## [WHAT TO DO]
Copy every line of the material below word for word, keeping the original order.

**********

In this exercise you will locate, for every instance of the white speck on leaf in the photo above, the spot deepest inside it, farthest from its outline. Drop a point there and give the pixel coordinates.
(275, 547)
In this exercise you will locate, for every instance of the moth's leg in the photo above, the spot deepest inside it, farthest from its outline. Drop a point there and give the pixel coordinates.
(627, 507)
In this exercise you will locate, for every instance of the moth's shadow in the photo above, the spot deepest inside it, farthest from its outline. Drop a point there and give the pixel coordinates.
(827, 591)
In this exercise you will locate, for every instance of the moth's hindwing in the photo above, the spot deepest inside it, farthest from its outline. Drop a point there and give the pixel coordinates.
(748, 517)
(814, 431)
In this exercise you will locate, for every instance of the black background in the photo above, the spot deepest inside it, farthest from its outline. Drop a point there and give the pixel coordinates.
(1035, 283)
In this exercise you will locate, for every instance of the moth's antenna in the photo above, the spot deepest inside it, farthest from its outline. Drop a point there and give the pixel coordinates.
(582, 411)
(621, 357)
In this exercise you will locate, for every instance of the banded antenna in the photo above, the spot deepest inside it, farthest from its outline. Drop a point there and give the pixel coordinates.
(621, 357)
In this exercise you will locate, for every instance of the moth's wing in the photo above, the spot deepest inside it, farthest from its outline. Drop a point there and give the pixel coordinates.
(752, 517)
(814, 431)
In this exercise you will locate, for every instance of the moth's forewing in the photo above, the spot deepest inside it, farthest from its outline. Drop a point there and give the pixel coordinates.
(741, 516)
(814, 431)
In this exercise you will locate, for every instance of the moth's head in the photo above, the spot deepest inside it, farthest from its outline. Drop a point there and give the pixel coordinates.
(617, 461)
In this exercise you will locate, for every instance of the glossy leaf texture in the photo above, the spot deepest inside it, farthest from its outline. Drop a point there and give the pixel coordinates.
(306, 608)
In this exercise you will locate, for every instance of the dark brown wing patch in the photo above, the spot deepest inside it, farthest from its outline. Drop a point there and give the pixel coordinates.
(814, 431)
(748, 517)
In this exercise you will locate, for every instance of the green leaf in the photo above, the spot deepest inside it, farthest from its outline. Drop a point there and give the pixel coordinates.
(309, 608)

**********

## [FULL SOLUTION]
In this exercise you will locate, for every instance of the white speck on leaf in the photo above, the spot deepest inside it, farthest from its outline. Drop a point there and give the pixel coordinates.
(275, 547)
In this exercise you will locate, for every instance of the moth's leg in the photo above, the spot deepest inside it, farthest from its outline. Drop a point there and give the pixel coordinates.
(627, 507)
In this exercise you will locate, for every instance of the moth's shadow in the photo above, the spot deepest inside it, farthest from its outline. Drop a point there and give the pixel coordinates.
(827, 591)
In this exercise you will locate, for every instance of the moth's hindwing in the photo above, the spot deepest inside it, farthest from its outline. Drop a point there and give the pixel coordinates.
(748, 517)
(814, 431)
In this exercise you will locate, for every instance of the black background in the photo above, the spot deepest inside it, farthest from its outline. Drop a point there and give the pixel coordinates.
(1035, 283)
In this exercise you will locate, for every instance of the moth's antenna in the photo above, the spot deepest inside it, farthest from its outline. Drop a point there and give the pixel coordinates.
(582, 411)
(621, 357)
In this exercise you will locate, for every instance of the banded antenna in the photo above, the spot deepest inside it, farthest from its outline. Drop a point there and give the pixel coordinates.
(621, 357)
In this exercise you will locate, for every instance of the moth's wing in the photo above, the spot deepest inside it, farthest from its outline. Drop a point there and give the pixel coordinates.
(752, 517)
(814, 431)
In this exercise you will locate, for every instance of the moth's forewing in the photo above, the spot deepest inside it, farthest from its outline. Drop a point there and give the pixel coordinates.
(741, 516)
(814, 431)
In this exercise you will locate, for every instance of the moth's head in the photo above, the spot deepest inside it, farthest from its outline. Drop a point there and give the pixel coordinates.
(617, 461)
In this exercise you will locate, for every instance of the glossy leaf texture in the photo above, the spot deepest inside it, farthest from its outline. Drop a point there and give the pixel coordinates.
(306, 608)
In this exercise you will locate, for every instance of the dark brown wing patch in the photo above, the spot deepest inside it, farthest from its outline. Drop a point there and give the pixel coordinates.
(814, 431)
(748, 517)
In this exercise you will locate, for every instance of the green leaf in the photo above, the spot deepest inside it, farthest from its outline. Drop a point there and give the pixel coordinates.
(309, 608)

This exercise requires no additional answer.